>> start
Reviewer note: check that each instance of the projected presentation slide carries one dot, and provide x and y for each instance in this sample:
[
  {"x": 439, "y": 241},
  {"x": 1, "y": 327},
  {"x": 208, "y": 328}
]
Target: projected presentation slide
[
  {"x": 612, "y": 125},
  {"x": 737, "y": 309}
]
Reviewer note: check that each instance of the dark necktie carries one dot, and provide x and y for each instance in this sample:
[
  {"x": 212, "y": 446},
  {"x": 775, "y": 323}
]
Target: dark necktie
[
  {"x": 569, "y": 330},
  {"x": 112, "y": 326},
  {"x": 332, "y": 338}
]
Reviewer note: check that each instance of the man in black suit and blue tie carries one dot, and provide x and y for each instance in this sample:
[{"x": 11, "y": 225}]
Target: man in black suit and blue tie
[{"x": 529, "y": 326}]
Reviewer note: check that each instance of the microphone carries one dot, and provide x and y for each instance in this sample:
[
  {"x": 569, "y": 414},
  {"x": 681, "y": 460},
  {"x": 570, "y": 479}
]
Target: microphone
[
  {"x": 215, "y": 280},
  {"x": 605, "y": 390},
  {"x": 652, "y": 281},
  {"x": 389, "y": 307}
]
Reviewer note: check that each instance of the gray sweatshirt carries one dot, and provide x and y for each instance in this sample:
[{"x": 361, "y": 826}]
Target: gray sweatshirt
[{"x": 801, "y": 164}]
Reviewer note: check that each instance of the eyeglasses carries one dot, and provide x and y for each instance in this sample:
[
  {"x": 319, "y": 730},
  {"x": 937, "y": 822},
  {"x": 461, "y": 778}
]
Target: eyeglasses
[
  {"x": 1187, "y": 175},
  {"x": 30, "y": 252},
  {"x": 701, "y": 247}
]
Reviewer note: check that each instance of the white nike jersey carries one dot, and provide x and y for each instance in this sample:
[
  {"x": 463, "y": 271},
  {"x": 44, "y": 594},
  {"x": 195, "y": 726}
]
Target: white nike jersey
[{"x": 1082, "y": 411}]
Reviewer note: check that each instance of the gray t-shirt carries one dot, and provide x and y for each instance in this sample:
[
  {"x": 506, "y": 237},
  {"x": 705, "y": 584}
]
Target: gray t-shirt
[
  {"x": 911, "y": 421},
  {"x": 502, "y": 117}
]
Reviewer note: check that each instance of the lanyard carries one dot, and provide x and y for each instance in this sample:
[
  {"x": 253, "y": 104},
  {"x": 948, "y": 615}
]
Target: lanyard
>> end
**Problem requirements**
Arrange all the lines above into a Markdown table with the columns No. and Line, one numbered row per line, skipping any blank lines.

**Exercise output**
| No. | Line |
|---|---|
| 1 | Reviewer note: check that each instance of the projected presentation slide carries one dot, and provide x and y for each instance in this sample: |
| 2 | [ |
| 3 |   {"x": 439, "y": 241}, |
| 4 |   {"x": 1, "y": 327}, |
| 5 |   {"x": 208, "y": 328} |
| 6 | ] |
| 7 | Target: projected presentation slide |
| 8 | [ |
| 9 |   {"x": 612, "y": 125}, |
| 10 |   {"x": 737, "y": 309} |
| 11 | ] |
| 12 | Reviewer note: check that each instance of the dark necktie carries one dot, and provide x and y for each instance in this sample: |
| 13 | [ |
| 14 |   {"x": 212, "y": 446}, |
| 15 |   {"x": 775, "y": 323} |
| 16 | ] |
| 17 | Target: dark necktie |
| 18 | [ |
| 19 |   {"x": 569, "y": 330}, |
| 20 |   {"x": 112, "y": 326}, |
| 21 |   {"x": 332, "y": 338} |
| 22 | ] |
| 23 | Reviewer note: check that each instance of the man in black suit and blue tie carries one dot, and provide x and y for each instance in this sample: |
| 24 | [{"x": 11, "y": 225}] |
| 25 | Target: man in black suit and blue tie |
| 26 | [{"x": 529, "y": 326}] |
| 27 | Reviewer note: check that each instance of the microphone carries one dot, and provide x and y for each instance in this sample: |
| 28 | [ |
| 29 |   {"x": 569, "y": 414}, |
| 30 |   {"x": 681, "y": 460}, |
| 31 |   {"x": 570, "y": 479} |
| 32 | ] |
| 33 | Target: microphone |
| 34 | [ |
| 35 |   {"x": 215, "y": 280}, |
| 36 |   {"x": 605, "y": 390}, |
| 37 |   {"x": 652, "y": 281}, |
| 38 |   {"x": 389, "y": 307} |
| 39 | ] |
| 40 | Reviewer note: check that each instance of the gray sweatshirt carries one dot, and provide x and y for each instance in this sample: |
| 41 | [{"x": 361, "y": 826}] |
| 42 | Target: gray sweatshirt |
| 43 | [{"x": 801, "y": 164}] |
| 44 | Reviewer note: check that each instance of the eyeglasses carries one dot, and provide x and y for each instance in this sample: |
| 45 | [ |
| 46 |   {"x": 319, "y": 730}, |
| 47 |   {"x": 937, "y": 822}, |
| 48 |   {"x": 461, "y": 778} |
| 49 | ] |
| 50 | Target: eyeglasses |
| 51 | [ |
| 52 |   {"x": 1187, "y": 175}, |
| 53 |   {"x": 30, "y": 252}, |
| 54 |   {"x": 701, "y": 247} |
| 55 | ] |
| 56 | Reviewer note: check that each instance of the white nike jersey carries one dot, and provide x and y for each instance in this sample: |
| 57 | [ |
| 58 |   {"x": 463, "y": 271}, |
| 59 |   {"x": 44, "y": 594}, |
| 60 |   {"x": 195, "y": 726} |
| 61 | ] |
| 62 | Target: white nike jersey |
| 63 | [{"x": 1082, "y": 411}] |
| 64 | Reviewer note: check that each instance of the gray t-shirt carries one dot, and provide x and y for each instance in this sample: |
| 65 | [ |
| 66 |   {"x": 506, "y": 237}, |
| 67 |   {"x": 705, "y": 584} |
| 68 | ] |
| 69 | Target: gray t-shirt |
| 70 | [ |
| 71 |   {"x": 911, "y": 421}, |
| 72 |   {"x": 502, "y": 117} |
| 73 | ] |
| 74 | Reviewer note: check that each instance of the lanyard carries one dot, and provide x and y for each instance in this sample: |
| 75 | [ |
| 76 |   {"x": 253, "y": 104}, |
| 77 |   {"x": 948, "y": 615} |
| 78 | ] |
| 79 | Target: lanyard |